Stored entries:
========================================

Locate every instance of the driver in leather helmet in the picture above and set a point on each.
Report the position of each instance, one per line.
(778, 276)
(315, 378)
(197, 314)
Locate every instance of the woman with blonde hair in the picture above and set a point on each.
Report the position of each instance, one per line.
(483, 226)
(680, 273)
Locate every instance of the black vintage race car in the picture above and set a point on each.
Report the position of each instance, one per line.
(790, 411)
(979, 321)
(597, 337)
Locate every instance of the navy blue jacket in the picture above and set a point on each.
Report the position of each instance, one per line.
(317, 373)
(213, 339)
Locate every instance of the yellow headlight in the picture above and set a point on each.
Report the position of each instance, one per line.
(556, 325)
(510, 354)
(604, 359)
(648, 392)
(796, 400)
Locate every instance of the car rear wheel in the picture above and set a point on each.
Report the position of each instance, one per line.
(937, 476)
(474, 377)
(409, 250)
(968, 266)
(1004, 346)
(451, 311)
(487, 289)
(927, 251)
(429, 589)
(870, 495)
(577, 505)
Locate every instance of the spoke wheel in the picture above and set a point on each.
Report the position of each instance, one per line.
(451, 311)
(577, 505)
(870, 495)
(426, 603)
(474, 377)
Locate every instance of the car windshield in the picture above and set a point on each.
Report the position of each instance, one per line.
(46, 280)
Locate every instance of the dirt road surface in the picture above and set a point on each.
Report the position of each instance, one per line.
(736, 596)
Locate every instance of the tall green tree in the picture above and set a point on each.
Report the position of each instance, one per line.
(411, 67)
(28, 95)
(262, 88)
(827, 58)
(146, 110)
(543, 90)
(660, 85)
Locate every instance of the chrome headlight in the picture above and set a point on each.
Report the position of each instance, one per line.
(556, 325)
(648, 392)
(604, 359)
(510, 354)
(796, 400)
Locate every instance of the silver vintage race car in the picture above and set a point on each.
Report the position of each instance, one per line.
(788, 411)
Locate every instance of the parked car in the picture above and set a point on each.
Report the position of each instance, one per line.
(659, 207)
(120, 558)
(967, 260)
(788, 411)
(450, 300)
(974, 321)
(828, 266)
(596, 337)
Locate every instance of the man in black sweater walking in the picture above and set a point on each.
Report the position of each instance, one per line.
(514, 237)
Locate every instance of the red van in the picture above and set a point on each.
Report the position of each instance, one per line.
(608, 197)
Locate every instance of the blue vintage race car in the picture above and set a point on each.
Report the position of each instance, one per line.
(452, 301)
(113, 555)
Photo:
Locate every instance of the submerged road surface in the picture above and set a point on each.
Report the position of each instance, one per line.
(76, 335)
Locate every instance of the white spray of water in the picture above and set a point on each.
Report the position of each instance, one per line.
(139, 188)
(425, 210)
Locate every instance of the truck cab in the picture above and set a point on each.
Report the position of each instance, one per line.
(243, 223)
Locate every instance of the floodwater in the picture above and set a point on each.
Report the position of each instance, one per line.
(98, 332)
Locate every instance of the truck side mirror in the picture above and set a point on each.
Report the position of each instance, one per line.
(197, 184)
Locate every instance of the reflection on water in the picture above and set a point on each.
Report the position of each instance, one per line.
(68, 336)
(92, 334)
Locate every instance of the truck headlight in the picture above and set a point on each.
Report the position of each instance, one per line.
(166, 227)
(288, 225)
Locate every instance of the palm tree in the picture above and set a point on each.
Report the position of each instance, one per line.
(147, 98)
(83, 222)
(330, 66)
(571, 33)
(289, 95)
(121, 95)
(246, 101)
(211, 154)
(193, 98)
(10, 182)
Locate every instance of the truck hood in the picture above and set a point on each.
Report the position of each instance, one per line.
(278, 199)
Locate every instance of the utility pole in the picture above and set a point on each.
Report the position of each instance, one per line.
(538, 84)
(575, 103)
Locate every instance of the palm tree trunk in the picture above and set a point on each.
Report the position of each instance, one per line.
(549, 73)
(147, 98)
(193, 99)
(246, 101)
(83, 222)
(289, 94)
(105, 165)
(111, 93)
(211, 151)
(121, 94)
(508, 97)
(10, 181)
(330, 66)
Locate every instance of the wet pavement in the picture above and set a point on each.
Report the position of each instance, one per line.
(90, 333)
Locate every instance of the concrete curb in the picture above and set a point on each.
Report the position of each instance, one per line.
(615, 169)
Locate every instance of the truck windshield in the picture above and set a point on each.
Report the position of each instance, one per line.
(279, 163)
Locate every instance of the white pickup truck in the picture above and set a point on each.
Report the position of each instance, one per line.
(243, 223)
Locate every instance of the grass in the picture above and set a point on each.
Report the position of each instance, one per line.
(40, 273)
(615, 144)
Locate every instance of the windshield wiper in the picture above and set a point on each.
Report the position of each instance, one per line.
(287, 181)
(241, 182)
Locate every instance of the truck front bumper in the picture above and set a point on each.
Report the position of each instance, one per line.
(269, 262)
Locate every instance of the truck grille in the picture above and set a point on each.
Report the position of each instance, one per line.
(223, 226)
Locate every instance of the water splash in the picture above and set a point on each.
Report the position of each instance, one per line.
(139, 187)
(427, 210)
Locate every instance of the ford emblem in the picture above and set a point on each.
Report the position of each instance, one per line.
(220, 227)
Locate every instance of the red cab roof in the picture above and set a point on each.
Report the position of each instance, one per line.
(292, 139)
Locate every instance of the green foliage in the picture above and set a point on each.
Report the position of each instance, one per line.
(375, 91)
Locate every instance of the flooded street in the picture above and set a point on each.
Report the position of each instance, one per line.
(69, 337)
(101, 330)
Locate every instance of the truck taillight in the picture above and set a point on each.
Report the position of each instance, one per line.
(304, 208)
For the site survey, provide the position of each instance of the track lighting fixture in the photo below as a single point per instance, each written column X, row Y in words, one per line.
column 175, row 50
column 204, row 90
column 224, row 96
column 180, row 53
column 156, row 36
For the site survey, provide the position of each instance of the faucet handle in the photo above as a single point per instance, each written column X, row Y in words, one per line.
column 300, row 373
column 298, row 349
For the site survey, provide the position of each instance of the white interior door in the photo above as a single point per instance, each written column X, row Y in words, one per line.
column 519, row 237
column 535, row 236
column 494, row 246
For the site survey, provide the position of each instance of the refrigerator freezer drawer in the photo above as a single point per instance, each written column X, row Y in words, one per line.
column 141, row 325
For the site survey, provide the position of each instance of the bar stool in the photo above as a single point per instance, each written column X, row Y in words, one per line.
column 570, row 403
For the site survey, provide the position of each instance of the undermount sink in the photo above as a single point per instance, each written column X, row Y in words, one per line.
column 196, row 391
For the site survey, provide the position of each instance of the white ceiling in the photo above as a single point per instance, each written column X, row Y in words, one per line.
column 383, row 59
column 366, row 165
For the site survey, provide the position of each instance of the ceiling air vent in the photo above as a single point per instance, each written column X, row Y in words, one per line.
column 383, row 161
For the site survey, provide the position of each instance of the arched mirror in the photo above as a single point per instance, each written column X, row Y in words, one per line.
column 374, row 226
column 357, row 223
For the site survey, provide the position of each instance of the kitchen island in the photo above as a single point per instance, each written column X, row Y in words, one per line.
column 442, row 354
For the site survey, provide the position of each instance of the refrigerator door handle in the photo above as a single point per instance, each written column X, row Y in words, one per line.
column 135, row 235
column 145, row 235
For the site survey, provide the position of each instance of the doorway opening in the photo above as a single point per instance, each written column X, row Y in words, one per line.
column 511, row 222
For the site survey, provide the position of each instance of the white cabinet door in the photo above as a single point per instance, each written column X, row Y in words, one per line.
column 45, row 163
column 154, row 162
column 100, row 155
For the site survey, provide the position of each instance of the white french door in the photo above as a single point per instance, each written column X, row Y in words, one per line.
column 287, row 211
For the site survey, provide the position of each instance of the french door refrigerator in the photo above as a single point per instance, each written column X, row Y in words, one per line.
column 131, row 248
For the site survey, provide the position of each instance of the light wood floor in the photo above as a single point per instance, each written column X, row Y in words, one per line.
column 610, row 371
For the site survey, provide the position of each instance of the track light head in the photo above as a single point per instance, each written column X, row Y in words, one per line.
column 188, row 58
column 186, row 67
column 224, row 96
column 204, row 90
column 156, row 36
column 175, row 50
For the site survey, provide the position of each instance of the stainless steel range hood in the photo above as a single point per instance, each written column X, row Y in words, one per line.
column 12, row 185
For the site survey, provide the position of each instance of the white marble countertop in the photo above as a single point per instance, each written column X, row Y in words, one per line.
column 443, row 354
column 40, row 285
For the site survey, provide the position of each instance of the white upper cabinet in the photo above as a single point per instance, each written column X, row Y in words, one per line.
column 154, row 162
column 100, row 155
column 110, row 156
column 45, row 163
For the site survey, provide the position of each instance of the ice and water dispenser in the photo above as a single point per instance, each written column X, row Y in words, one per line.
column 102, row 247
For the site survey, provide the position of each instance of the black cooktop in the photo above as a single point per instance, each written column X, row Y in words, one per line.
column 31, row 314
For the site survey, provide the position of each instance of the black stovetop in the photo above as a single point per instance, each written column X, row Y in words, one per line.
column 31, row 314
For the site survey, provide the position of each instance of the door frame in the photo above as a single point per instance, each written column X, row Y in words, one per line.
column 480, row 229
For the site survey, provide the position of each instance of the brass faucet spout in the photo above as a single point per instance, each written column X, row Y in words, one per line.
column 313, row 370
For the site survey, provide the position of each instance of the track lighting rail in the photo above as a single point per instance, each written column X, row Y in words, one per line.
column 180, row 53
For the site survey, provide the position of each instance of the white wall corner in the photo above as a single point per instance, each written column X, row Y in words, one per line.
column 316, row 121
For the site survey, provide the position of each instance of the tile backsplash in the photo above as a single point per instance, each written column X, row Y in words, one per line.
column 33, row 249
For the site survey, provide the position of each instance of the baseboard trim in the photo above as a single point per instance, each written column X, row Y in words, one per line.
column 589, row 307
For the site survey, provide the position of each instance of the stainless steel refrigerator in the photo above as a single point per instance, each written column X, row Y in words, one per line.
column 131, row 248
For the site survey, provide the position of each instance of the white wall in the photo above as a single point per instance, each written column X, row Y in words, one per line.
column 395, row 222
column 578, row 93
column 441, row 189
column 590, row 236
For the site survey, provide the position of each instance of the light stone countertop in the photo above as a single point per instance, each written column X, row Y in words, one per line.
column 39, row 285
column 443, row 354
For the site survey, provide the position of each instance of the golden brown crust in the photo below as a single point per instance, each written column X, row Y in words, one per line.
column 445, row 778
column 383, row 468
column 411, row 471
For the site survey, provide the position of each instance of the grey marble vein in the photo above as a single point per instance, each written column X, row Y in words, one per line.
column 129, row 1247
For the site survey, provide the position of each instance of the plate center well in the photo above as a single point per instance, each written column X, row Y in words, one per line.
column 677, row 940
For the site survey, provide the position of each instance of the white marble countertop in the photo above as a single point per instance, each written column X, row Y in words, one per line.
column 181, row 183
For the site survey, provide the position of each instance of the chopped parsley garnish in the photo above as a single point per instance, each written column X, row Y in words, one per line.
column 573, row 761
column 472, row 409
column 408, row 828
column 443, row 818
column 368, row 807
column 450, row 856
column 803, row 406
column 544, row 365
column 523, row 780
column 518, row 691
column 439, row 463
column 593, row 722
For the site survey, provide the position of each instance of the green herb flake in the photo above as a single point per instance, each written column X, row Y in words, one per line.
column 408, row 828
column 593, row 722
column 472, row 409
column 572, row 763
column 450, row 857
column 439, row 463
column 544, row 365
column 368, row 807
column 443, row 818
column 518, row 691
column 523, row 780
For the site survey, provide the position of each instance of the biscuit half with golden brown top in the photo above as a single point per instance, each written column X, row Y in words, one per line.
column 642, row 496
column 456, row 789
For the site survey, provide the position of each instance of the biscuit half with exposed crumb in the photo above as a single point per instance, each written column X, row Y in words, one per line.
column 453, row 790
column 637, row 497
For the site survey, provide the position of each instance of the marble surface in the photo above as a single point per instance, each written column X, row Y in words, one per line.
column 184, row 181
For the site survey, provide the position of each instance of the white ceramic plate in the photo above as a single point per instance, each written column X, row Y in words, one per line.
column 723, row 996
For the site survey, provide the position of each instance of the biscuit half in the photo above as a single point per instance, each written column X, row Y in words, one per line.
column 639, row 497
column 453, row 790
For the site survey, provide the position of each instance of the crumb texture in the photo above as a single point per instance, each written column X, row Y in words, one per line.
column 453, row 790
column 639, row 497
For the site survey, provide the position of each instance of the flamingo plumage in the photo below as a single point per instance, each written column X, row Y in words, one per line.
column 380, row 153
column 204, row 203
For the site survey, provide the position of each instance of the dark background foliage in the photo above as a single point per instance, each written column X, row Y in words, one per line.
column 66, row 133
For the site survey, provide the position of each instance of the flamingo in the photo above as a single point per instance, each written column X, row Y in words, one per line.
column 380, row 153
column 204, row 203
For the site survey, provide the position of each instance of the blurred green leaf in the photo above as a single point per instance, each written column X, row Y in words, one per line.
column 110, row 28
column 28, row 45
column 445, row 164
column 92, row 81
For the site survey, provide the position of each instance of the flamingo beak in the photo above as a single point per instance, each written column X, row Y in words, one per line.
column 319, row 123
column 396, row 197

========================================

** WRITTEN REQUEST **
Reproduce the lines from the rows above verbatim, starting at the line that contains "of the brass" and ending after the line that contains "column 313, row 370".

** EXERCISE OUTPUT **
For the site survey, provide the position of each instance of the brass faucet spout in the photo above as a single point per instance, each written column X, row Y in words, one per line.
column 313, row 370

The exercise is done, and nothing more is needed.